## start Data entries
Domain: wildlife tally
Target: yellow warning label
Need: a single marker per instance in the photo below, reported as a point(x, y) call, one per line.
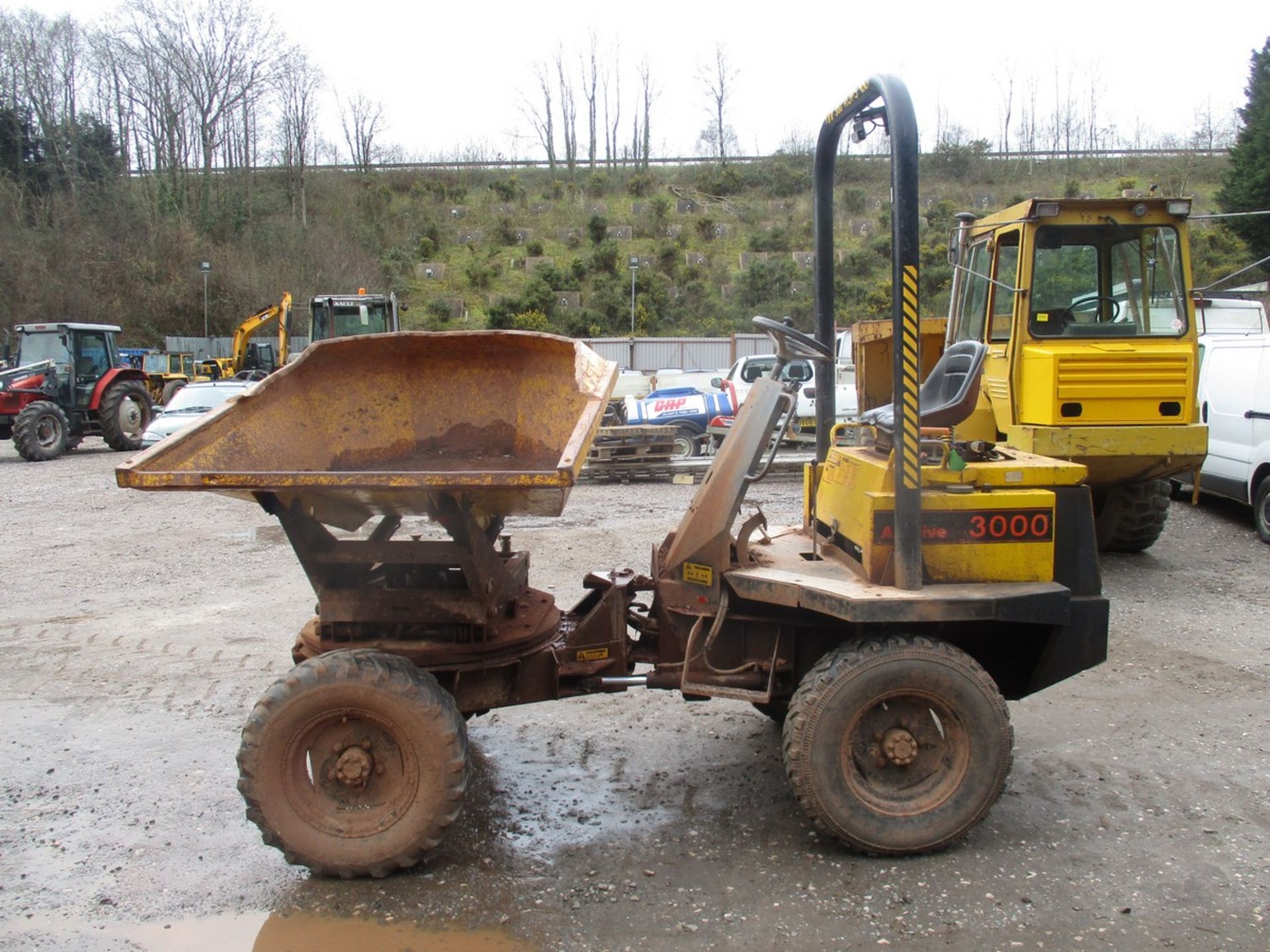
point(698, 574)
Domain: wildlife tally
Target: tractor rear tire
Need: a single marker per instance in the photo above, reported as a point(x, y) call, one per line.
point(125, 413)
point(169, 390)
point(1133, 516)
point(41, 432)
point(898, 746)
point(355, 763)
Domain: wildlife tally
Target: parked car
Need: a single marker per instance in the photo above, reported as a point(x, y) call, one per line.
point(189, 405)
point(686, 409)
point(1235, 403)
point(747, 370)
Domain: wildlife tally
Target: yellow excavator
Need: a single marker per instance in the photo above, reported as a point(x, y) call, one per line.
point(252, 358)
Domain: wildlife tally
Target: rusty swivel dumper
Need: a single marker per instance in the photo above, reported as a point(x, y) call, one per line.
point(929, 582)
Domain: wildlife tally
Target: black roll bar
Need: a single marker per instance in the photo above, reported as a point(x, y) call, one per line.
point(896, 113)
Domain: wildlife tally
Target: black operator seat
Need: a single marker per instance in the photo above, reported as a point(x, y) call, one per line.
point(949, 394)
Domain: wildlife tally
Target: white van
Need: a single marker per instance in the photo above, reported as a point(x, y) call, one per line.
point(1235, 403)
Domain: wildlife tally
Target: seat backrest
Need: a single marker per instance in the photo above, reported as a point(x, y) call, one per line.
point(952, 390)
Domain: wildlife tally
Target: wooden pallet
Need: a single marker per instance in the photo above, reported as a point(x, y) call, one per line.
point(622, 452)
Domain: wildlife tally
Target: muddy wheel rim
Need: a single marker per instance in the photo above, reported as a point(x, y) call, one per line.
point(132, 416)
point(906, 753)
point(48, 432)
point(349, 774)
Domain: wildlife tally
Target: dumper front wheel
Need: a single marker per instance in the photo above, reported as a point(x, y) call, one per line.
point(898, 746)
point(355, 763)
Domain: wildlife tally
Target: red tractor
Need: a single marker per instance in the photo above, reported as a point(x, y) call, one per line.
point(70, 382)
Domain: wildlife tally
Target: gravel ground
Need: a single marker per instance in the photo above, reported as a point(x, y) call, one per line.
point(140, 627)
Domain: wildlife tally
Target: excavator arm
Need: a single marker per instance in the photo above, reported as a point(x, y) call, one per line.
point(281, 313)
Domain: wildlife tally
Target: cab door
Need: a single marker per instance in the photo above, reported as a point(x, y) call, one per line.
point(1001, 321)
point(984, 311)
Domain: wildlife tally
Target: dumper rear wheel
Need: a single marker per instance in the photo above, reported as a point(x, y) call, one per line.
point(355, 763)
point(898, 746)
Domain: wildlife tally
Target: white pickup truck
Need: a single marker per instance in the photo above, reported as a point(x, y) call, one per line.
point(743, 374)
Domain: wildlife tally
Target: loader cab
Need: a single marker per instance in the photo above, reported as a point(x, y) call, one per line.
point(351, 315)
point(262, 358)
point(1083, 306)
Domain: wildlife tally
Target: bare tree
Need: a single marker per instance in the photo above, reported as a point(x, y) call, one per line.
point(611, 122)
point(222, 55)
point(568, 113)
point(589, 79)
point(541, 117)
point(45, 61)
point(298, 95)
point(646, 78)
point(718, 80)
point(361, 120)
point(1006, 88)
point(111, 92)
point(1094, 74)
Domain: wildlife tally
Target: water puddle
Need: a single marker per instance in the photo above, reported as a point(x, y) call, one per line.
point(277, 932)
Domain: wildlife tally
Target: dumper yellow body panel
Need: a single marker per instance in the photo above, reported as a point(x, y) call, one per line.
point(499, 420)
point(992, 521)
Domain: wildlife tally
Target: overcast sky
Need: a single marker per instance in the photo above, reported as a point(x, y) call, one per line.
point(451, 74)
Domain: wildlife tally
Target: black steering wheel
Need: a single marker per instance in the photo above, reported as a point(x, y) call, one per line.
point(793, 343)
point(1095, 300)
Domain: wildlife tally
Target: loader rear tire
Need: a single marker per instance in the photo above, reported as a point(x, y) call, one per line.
point(355, 764)
point(1133, 516)
point(41, 432)
point(125, 413)
point(687, 444)
point(898, 746)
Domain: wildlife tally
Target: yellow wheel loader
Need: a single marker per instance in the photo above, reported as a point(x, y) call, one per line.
point(1086, 313)
point(931, 580)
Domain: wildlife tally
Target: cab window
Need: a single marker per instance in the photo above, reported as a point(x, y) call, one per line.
point(1002, 298)
point(973, 298)
point(1100, 281)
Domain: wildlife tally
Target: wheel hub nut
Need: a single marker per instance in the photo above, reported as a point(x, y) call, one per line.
point(900, 746)
point(355, 767)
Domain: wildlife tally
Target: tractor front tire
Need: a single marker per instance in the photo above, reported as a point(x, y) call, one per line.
point(125, 413)
point(41, 432)
point(355, 763)
point(898, 746)
point(1133, 516)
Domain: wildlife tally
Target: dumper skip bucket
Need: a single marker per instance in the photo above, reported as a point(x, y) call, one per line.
point(389, 423)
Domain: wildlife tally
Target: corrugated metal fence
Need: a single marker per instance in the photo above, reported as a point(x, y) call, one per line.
point(646, 354)
point(218, 347)
point(651, 354)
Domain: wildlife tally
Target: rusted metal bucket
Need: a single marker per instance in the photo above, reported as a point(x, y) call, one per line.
point(389, 423)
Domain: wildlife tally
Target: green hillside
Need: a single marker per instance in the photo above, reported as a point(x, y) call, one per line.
point(489, 248)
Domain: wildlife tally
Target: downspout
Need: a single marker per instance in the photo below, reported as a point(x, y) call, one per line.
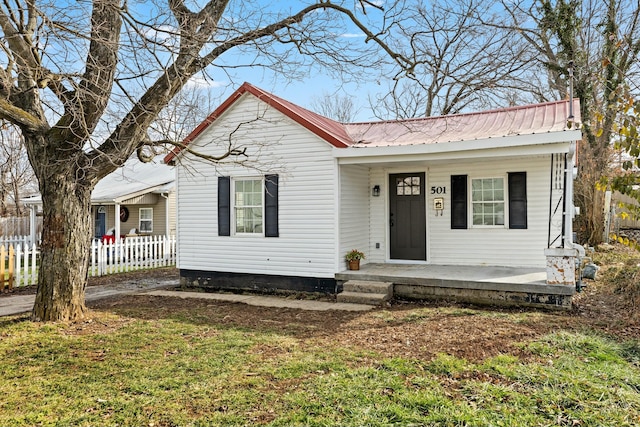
point(165, 245)
point(32, 224)
point(165, 196)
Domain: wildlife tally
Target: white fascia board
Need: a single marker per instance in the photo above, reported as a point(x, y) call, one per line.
point(512, 145)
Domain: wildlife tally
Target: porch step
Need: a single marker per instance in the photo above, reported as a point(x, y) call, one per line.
point(365, 292)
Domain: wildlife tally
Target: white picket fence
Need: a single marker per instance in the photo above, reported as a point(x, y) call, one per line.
point(129, 254)
point(15, 241)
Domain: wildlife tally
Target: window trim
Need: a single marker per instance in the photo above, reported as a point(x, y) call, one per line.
point(149, 220)
point(233, 207)
point(505, 204)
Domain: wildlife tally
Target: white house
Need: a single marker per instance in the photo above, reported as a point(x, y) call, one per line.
point(488, 189)
point(137, 198)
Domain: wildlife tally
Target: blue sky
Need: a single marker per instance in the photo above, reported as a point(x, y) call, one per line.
point(304, 89)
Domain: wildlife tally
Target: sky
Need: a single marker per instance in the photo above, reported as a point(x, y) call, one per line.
point(303, 90)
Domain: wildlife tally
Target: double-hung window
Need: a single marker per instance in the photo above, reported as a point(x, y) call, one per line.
point(493, 201)
point(247, 205)
point(146, 220)
point(487, 201)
## end Data entries
◆ **Set task**:
Find every line in the items above that contains the word "black" and copy each of those lines.

◆ **Solution for this task**:
Target: black roll bar
Target: black operator seat
Target: black steering wheel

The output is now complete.